§ EXERCISE INSTRUCTIONS
Copy each of the records below word for word, keeping every line, word, and punctuation mark unchanged.

§ MATERIAL FOR THIS TASK
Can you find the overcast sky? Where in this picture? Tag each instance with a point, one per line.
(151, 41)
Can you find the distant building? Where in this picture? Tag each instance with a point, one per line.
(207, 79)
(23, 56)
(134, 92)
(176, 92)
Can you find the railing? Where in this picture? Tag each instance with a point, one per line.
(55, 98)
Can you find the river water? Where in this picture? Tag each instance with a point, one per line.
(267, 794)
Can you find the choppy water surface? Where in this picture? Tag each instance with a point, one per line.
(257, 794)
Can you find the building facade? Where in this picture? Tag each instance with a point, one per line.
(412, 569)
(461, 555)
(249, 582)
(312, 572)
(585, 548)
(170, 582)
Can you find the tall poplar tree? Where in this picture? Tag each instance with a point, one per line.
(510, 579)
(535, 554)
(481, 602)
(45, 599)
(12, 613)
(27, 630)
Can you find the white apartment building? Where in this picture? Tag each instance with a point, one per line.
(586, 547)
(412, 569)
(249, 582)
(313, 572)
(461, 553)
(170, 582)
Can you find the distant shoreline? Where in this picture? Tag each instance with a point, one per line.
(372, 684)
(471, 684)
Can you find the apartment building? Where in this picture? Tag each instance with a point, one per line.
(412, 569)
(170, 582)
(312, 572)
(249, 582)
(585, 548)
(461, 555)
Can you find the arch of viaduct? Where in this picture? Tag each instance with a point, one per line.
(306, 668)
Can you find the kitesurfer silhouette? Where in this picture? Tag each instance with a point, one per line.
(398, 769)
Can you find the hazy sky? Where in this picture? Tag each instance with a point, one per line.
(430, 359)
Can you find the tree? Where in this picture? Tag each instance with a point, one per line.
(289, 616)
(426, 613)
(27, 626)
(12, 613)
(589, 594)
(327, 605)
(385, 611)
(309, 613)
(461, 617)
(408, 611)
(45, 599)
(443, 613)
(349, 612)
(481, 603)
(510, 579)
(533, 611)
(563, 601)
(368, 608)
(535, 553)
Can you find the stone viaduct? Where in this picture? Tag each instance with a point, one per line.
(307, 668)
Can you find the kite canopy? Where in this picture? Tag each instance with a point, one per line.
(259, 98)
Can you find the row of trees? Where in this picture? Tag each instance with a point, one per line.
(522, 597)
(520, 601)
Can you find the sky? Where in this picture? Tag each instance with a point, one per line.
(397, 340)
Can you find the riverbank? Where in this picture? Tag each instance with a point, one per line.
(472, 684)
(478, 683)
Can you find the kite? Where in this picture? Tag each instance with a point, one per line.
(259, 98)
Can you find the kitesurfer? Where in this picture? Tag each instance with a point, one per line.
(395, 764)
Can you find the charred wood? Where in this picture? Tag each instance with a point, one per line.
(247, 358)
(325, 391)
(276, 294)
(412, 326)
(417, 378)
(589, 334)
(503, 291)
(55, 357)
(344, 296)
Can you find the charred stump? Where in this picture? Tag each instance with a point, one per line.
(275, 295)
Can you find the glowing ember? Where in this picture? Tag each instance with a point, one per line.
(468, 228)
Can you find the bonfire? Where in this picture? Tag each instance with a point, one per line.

§ TASK SOLUTION
Can you find the overcast sky? Where in this picture? Tag each instance with a point, one per line.
(151, 41)
Can you find the distant building? Where in this picture? Tag each instance with a point, one per line.
(207, 79)
(23, 56)
(134, 92)
(176, 92)
Can you find the railing? Where in this picture? Tag each instance with a point, one per line.
(55, 98)
Can you find the river water? Where in this picture? Tag each instance with a point, one per line.
(267, 794)
Can you find the choppy water surface? Where in this picture? Tag each instance with a point, one per line.
(257, 794)
Can you find the building facade? Where in this picture? Tag each instance with a point, one per line.
(412, 569)
(461, 555)
(249, 582)
(312, 572)
(585, 548)
(170, 582)
Can you find the tall poplar tree? Where in this picture? Tag each instance with a point, one per line.
(510, 579)
(535, 554)
(481, 602)
(45, 599)
(12, 613)
(27, 630)
Can you find the white apartment building? Where in this picture? Tag each instance with a point, one per line.
(586, 547)
(412, 569)
(249, 582)
(313, 572)
(461, 553)
(170, 582)
Can you find the distant shoreline? Where in this picture? Tag each instance with a point, one per line.
(372, 684)
(471, 684)
Can you find the apartment building? Where in this picture? Tag each instance with a point, one per line.
(412, 569)
(170, 582)
(312, 572)
(249, 582)
(585, 548)
(461, 555)
Can you find the arch of viaduct? Where in this picture? Tag each instance with a point, one per line.
(306, 668)
Can you find the kitesurfer silhouette? Where in this picture? Tag each instance with a point, one per line.
(398, 769)
Can you find the hazy sky? Where in this picture? Tag each instance with a point, one per line.
(430, 359)
Can you find the tree? Where in this picture? Tag each instance with a point, one per line.
(289, 616)
(426, 613)
(27, 626)
(12, 613)
(589, 594)
(327, 605)
(385, 611)
(309, 613)
(461, 617)
(408, 611)
(45, 599)
(443, 613)
(349, 612)
(481, 603)
(510, 579)
(533, 611)
(563, 601)
(368, 608)
(535, 553)
Can you find the stone viaduct? Where in this picture? Tag each instance with a point, one per line.
(307, 668)
Can you find the kite canopy? Where in this picture? Tag each instance with a point, one per line.
(259, 98)
Can you find the row of trees? Where in this picture? Tag each instance with a point, one per line.
(522, 597)
(520, 601)
Can you find the sky? Where in this picture? Tag each instance with a point, one per line.
(397, 340)
Can you find the riverbank? Where in this picture? Tag each instance with a point, one per line.
(472, 684)
(478, 683)
Can you find the kite? Where in this picture? Tag each instance with a point, one per line.
(259, 98)
Can you find the kitesurfer? Where in this picture? Tag each instance with a point, one per line.
(395, 764)
Can you find the charred wood? Where in this picture? Tag each instance with a point, one per line.
(247, 358)
(325, 391)
(276, 294)
(412, 326)
(417, 378)
(589, 334)
(503, 291)
(55, 357)
(344, 296)
Can you find the charred stump? Where in this picture? Tag each instance with a point, one per line.
(275, 295)
Can you find the glowing ember? Where in this picture? Tag each instance with a point, one per line.
(468, 228)
Can you find the bonfire? Where in this picture? Tag each instance with a point, one per line.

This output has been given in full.